## Short exercise
Reproduce the part of the entries that opens with the line containing "Mark a point on each instance of the bride's hair" and closes with the line containing "[(237, 435)]", both lines included, keeping the requests as they are. Scale every point coordinate in the answers by 1.65 and round each to a whole number, with halves rounded up.

## Dataset excerpts
>>

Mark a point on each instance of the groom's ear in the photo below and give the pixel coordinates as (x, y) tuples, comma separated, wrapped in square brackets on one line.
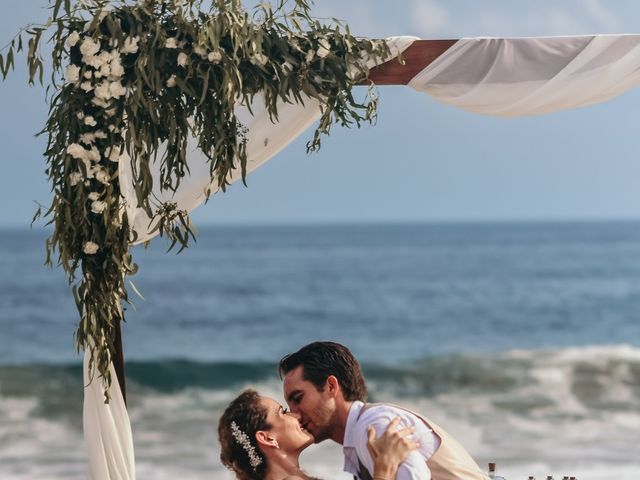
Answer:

<<
>>

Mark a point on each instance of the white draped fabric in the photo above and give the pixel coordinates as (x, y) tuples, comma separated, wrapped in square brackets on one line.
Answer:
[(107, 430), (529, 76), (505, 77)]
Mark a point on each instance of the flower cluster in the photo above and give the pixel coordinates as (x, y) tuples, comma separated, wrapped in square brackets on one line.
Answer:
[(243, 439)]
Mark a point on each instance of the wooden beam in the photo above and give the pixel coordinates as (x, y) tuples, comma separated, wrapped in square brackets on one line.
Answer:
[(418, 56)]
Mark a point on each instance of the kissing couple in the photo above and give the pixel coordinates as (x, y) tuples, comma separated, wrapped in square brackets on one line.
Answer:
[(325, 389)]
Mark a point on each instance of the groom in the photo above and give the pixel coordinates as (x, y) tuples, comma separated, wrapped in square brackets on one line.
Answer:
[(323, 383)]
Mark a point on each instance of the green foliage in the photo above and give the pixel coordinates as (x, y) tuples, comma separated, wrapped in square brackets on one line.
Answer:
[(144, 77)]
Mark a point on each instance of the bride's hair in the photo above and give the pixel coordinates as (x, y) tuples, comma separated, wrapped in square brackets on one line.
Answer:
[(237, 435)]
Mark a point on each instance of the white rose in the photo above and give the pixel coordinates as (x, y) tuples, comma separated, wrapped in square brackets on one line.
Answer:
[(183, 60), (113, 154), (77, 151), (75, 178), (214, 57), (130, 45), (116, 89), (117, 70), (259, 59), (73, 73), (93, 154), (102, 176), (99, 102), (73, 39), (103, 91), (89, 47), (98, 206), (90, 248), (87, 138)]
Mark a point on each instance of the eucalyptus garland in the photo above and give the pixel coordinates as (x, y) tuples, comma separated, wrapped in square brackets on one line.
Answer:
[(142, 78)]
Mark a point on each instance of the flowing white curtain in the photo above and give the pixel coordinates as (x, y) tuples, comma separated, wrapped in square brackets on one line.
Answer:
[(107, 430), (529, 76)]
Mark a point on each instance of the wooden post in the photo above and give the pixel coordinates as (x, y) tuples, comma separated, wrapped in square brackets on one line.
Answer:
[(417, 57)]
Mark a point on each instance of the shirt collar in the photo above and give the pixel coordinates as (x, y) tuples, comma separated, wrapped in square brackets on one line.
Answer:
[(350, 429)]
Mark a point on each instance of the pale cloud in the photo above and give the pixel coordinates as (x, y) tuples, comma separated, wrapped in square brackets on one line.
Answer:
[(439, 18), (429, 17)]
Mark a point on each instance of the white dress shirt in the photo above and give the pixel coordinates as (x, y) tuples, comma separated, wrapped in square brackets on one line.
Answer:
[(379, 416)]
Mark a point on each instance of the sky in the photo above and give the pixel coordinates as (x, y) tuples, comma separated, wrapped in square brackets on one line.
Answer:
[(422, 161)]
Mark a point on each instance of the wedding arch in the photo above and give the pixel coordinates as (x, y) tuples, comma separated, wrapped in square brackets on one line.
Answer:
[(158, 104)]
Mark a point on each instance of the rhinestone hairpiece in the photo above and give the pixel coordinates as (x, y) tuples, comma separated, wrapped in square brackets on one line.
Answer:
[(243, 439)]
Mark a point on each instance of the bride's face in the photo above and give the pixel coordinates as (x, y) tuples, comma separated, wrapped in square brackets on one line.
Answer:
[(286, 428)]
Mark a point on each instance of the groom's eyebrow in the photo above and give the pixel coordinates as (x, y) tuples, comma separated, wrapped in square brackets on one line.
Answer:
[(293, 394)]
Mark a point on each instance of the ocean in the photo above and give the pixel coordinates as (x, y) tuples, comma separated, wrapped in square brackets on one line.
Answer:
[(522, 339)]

<<

## Result for this exercise
Mark a point on each instance of the bride's hair in the photo above and give the pixel coordinates as (x, y) tuples, comma separated, wrapped in square brackets on one line.
Answer:
[(391, 718)]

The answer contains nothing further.